--- begin Supplied text ---

SOUTHEAST TEXAS RECORD

Sunday, November 24, 2024

Appeal denied, Broussard's suit against defunct pre-need providers continues

Justices on the Texas Ninth District Court of Appeals denied an insurance company's petition on Oct. 16, requesting the court stop several defendants from being severed in a suit brought by Broussard's Mortuary Inc.

Like most funeral homes, Broussard's Mortuary offers pre-need arrangements to consumers through third-party planning service companies. However the Beaumont-based mortuary claims several of those third-parties are now in receivership, leaving Broussard's with millions of dollars in financial obligations to customers.

"The receivership court retains exclusive jurisdiction over all property of the receivership estate," justices wrote in a per curium opinion.

As the Record reported in April, after the pre-needs providers had their business suspended, Broussard's filed a suit against them in Jefferson County District Court.

The original suit named National Pre-Arranged Services Inc., RBT Trust II, National Heritage Enterprises Inc., Forever Enterprises Inc., Lincoln Memorial Life Insurance Co. and Memorial Life Insurance Co. as defendants – all of which are owned by RBT Trust II.

On Sept. 8, Judge Milton Shuffield, 136th Judicial District, granted Memorial Life's, National Prearranged Services' and Lincoln Memorial's motion to sever and abate.

Days following the judge's ruling, Forever Enterprises filed a petition for a writ of mandamus to compel the trial court to rescind its severance order and abate the entire action until receivership proceedings against the severed defendants obtained final judicial resolution.

"Although not itself in receivership, the relator argues the fraud claims brought by Broussard's Mortuary Inc. necessarily involve receivership property because those claims arise out of the breach of a letter agreement with one of the companies in receivership," states the per curiam opinion.

"The petition and mandamus record filed by the relator in this case fail to establish the trial court abused its discretion by granting the motion to sever. Accordingly, we deny the petition for writ of mandamus and the relator's request for a temporary stay of the proceedings in the trial court."

--- end Supplied text ---

▶ _Actions to take_:
A - List every line of the records that contains the word "wall", matching case exactly.
B - Continue the article about the appeal in the Broussard's Mortuary suit from its last sentence.
The article and the records have nothing to do with each other.

--- begin Extracted data ---

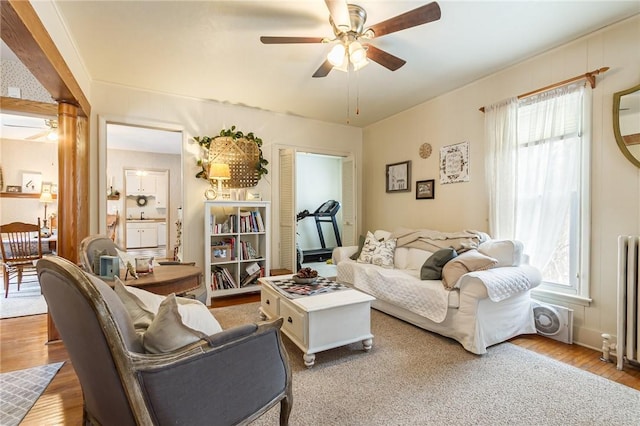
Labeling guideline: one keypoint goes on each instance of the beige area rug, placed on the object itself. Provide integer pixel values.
(27, 301)
(414, 377)
(19, 390)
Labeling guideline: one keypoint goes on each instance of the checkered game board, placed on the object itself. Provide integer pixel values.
(283, 284)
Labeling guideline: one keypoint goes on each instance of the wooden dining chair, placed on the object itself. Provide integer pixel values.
(21, 248)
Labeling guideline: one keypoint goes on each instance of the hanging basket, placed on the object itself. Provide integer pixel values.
(240, 151)
(242, 156)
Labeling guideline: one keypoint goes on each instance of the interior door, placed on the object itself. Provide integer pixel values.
(287, 210)
(348, 202)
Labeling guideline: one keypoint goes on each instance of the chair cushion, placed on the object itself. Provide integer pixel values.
(177, 325)
(96, 260)
(468, 261)
(141, 304)
(162, 326)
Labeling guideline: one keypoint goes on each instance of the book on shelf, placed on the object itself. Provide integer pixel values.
(259, 221)
(221, 279)
(250, 278)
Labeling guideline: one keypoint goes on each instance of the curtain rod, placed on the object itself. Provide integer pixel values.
(590, 76)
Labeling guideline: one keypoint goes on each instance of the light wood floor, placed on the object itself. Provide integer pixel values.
(22, 346)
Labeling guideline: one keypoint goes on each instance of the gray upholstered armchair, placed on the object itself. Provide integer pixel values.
(233, 378)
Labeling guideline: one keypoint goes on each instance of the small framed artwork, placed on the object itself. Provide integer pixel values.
(31, 182)
(425, 189)
(398, 177)
(46, 188)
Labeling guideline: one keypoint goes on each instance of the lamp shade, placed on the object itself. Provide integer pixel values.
(46, 197)
(219, 171)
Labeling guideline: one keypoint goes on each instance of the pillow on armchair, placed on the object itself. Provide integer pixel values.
(166, 323)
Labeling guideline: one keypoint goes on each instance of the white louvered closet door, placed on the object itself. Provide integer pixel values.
(287, 210)
(348, 202)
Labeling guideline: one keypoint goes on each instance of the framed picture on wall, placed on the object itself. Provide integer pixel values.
(46, 187)
(425, 189)
(31, 182)
(398, 177)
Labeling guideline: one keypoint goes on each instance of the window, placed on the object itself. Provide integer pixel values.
(547, 205)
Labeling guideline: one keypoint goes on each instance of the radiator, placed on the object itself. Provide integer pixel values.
(628, 344)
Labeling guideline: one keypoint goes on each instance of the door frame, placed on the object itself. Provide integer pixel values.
(275, 195)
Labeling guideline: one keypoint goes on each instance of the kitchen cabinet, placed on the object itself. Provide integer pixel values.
(142, 235)
(162, 234)
(140, 184)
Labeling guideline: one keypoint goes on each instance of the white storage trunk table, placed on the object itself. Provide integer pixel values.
(321, 321)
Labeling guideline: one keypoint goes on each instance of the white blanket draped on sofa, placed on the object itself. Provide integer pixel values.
(485, 307)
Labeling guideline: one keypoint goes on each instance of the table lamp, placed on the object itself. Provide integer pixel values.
(46, 198)
(219, 172)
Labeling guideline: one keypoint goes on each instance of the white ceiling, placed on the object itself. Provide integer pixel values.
(211, 49)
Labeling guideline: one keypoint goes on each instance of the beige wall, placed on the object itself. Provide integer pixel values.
(454, 118)
(17, 157)
(199, 118)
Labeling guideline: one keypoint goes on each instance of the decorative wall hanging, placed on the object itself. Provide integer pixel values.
(454, 163)
(425, 189)
(399, 177)
(241, 152)
(425, 150)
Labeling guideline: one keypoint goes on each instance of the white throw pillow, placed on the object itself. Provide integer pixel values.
(378, 253)
(468, 261)
(177, 325)
(141, 304)
(507, 252)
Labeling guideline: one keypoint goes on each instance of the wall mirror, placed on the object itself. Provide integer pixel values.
(626, 122)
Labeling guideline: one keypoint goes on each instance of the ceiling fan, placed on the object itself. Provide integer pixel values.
(49, 130)
(351, 36)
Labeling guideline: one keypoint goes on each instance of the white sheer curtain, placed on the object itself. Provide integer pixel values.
(500, 165)
(549, 142)
(533, 169)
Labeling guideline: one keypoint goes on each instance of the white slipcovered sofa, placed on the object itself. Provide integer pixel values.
(488, 299)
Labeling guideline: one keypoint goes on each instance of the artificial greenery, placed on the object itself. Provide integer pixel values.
(205, 143)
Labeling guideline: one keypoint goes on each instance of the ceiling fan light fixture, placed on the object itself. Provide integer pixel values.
(360, 64)
(357, 53)
(336, 55)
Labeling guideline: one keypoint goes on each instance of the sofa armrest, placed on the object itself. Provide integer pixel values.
(340, 254)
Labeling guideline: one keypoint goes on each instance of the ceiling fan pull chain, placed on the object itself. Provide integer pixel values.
(357, 93)
(348, 96)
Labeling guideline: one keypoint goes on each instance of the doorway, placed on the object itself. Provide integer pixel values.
(143, 186)
(306, 182)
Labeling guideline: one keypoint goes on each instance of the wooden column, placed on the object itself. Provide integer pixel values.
(68, 175)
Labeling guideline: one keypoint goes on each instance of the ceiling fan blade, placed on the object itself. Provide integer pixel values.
(385, 59)
(422, 15)
(339, 14)
(286, 40)
(324, 69)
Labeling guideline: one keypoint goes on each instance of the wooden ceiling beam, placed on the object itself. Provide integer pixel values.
(24, 33)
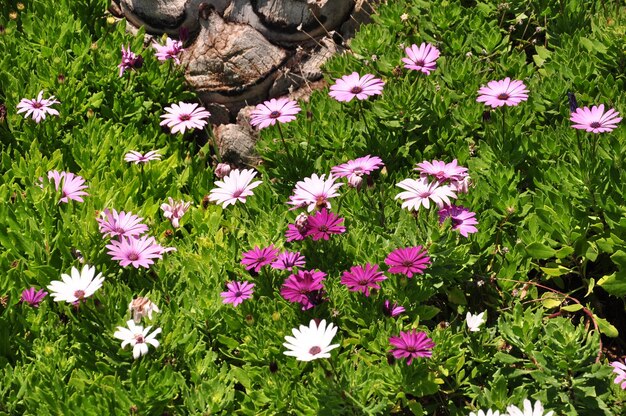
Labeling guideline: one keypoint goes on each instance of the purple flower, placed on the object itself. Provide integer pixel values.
(463, 220)
(268, 113)
(323, 224)
(33, 297)
(287, 260)
(237, 292)
(412, 344)
(304, 287)
(363, 278)
(259, 257)
(408, 261)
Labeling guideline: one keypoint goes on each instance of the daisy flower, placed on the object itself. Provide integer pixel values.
(174, 210)
(259, 257)
(350, 86)
(463, 220)
(114, 224)
(77, 287)
(72, 187)
(420, 192)
(528, 409)
(237, 186)
(38, 107)
(312, 342)
(408, 261)
(422, 58)
(237, 292)
(503, 92)
(183, 116)
(412, 344)
(314, 192)
(363, 278)
(135, 157)
(137, 337)
(268, 113)
(595, 120)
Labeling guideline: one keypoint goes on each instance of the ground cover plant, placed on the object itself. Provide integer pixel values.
(440, 231)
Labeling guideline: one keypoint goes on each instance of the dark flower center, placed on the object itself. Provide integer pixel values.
(315, 350)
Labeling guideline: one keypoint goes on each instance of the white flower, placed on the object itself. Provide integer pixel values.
(528, 409)
(138, 337)
(474, 321)
(141, 307)
(312, 342)
(78, 286)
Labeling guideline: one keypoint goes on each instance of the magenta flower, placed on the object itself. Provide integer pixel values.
(420, 193)
(183, 116)
(174, 210)
(129, 60)
(314, 192)
(304, 287)
(463, 220)
(135, 157)
(353, 85)
(287, 260)
(442, 171)
(38, 107)
(171, 50)
(122, 224)
(412, 344)
(620, 369)
(237, 186)
(363, 278)
(266, 114)
(503, 92)
(323, 224)
(408, 261)
(237, 292)
(595, 120)
(33, 297)
(392, 310)
(259, 257)
(138, 251)
(72, 187)
(422, 58)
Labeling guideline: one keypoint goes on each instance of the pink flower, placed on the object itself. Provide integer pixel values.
(259, 257)
(137, 158)
(353, 85)
(175, 210)
(323, 224)
(463, 220)
(503, 92)
(304, 287)
(183, 116)
(442, 171)
(420, 193)
(237, 186)
(237, 292)
(123, 224)
(363, 278)
(37, 108)
(422, 58)
(412, 344)
(129, 60)
(287, 260)
(314, 192)
(408, 261)
(266, 114)
(171, 50)
(138, 251)
(72, 187)
(595, 120)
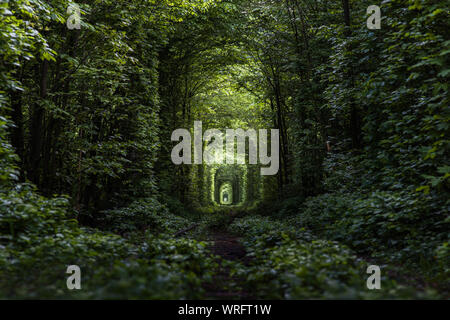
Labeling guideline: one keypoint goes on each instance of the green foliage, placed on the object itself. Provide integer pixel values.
(403, 227)
(288, 263)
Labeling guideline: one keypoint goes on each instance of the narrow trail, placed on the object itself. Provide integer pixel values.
(227, 286)
(228, 247)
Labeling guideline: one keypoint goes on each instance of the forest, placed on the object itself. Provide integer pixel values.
(92, 92)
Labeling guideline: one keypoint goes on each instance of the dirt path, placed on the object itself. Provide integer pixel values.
(226, 286)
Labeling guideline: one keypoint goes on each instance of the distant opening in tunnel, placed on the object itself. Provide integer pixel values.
(228, 185)
(226, 193)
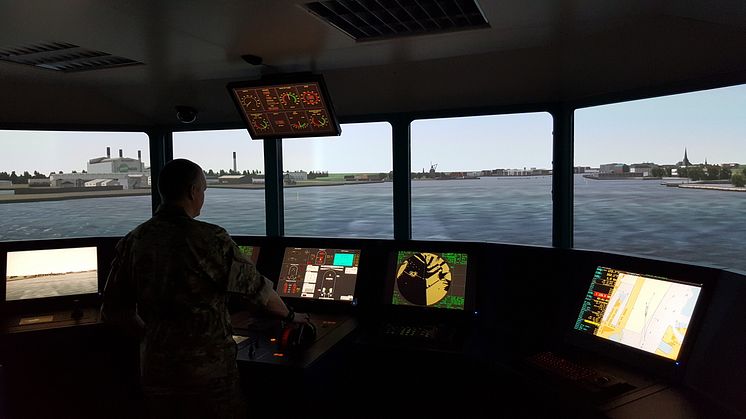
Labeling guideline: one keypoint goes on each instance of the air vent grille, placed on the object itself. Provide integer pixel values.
(366, 20)
(62, 56)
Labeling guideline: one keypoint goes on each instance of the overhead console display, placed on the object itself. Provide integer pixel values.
(429, 279)
(285, 106)
(645, 312)
(320, 274)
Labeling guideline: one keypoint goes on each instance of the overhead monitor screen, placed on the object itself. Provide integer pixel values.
(429, 279)
(32, 274)
(293, 106)
(321, 274)
(645, 312)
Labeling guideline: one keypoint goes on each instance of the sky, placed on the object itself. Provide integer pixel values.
(35, 262)
(708, 124)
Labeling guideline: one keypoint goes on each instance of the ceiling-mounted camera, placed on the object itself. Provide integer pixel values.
(186, 114)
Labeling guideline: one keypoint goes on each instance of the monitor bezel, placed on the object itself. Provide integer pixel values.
(283, 79)
(431, 312)
(640, 359)
(304, 302)
(52, 303)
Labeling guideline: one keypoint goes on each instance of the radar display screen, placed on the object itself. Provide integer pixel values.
(292, 106)
(32, 274)
(321, 274)
(252, 252)
(644, 312)
(430, 279)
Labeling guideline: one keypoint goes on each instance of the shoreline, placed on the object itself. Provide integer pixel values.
(710, 187)
(63, 196)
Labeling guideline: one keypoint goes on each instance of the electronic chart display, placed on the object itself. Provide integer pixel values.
(32, 274)
(320, 274)
(645, 312)
(429, 279)
(252, 252)
(293, 106)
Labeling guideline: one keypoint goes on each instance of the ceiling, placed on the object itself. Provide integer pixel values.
(536, 51)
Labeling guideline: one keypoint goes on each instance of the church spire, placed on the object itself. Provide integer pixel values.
(686, 162)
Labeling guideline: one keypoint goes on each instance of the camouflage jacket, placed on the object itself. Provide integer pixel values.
(177, 273)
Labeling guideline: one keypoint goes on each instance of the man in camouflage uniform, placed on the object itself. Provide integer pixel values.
(169, 284)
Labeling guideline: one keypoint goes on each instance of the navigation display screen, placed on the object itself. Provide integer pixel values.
(32, 274)
(321, 274)
(252, 252)
(645, 312)
(429, 279)
(286, 109)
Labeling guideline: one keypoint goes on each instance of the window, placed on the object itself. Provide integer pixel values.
(234, 168)
(340, 186)
(655, 177)
(73, 184)
(485, 178)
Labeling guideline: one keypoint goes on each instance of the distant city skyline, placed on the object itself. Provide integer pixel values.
(708, 124)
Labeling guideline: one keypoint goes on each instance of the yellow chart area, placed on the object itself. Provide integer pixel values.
(424, 278)
(648, 314)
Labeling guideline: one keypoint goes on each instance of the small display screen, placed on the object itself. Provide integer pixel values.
(430, 279)
(32, 274)
(645, 312)
(321, 274)
(285, 109)
(252, 252)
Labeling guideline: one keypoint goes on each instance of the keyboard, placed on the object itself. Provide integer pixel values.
(558, 365)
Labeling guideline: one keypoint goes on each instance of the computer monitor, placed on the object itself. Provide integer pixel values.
(428, 279)
(252, 252)
(45, 273)
(645, 312)
(285, 106)
(319, 274)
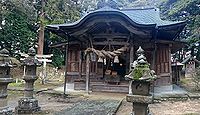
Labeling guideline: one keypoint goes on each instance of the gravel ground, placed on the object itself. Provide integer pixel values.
(189, 107)
(51, 104)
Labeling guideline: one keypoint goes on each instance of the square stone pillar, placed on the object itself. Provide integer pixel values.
(5, 79)
(28, 104)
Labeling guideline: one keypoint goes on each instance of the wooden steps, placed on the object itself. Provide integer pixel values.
(103, 87)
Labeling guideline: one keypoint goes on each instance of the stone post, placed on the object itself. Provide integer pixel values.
(5, 79)
(141, 77)
(28, 104)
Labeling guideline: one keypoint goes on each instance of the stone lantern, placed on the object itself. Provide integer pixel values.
(141, 77)
(28, 104)
(5, 79)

--- end Extracted data ---

▶ _Answer list_:
A -
Labeling guideline: one keypoint goes on each instance of the framed picture on wall, placed on the object itself. Provide integer pixel values.
Labeling guideline: one keypoint goes on each instance of the beige wall, placed on the object itself. Provide integer pixel values.
Labeling guideline: one keypoint goes on each instance of the decorative wall hanging, placed on the object itself. Provide integer pixel values.
Labeling guideline: one keypoint goes on each instance of the wall mirror, placed on the object itself. Provide integer pixel values.

B -
The suit & case history

According to the plaintiff's original petition, as part of its long history of service to the community Broussard's has cooperated with companies who offer pre-need planning services.

Broussard's Mortuary is a family-owned business that has been in service in Southeast Texas for more than 100 years. Five generations of the Broussard family have owned and operated the mortuary.

"Under its contracts, Broussard's pledges to provide services when due, at an initial price which can be locked-in so that people have peace of mind," the complaint states. "Broussard's looks to those third-party corporations and insurance companies to prudently invest up-front payments so that Broussard can receive a reasonable compensation for the effects of inflation when services are rendered years or decades later."

The plaintiff claims that the third parties have collected in excess of $11 million from customers whose contracts are assigned to Broussard's.

But the value of those services when rendered, the suit states, "will be much greater than that because of the passage of time and the effects of inflation."

Broussard's says the defendants in the case have breached their agreement and have engaged in "imprudent and/or dishonest financial dealings that have caused them to have their business suspended by the state of Texas."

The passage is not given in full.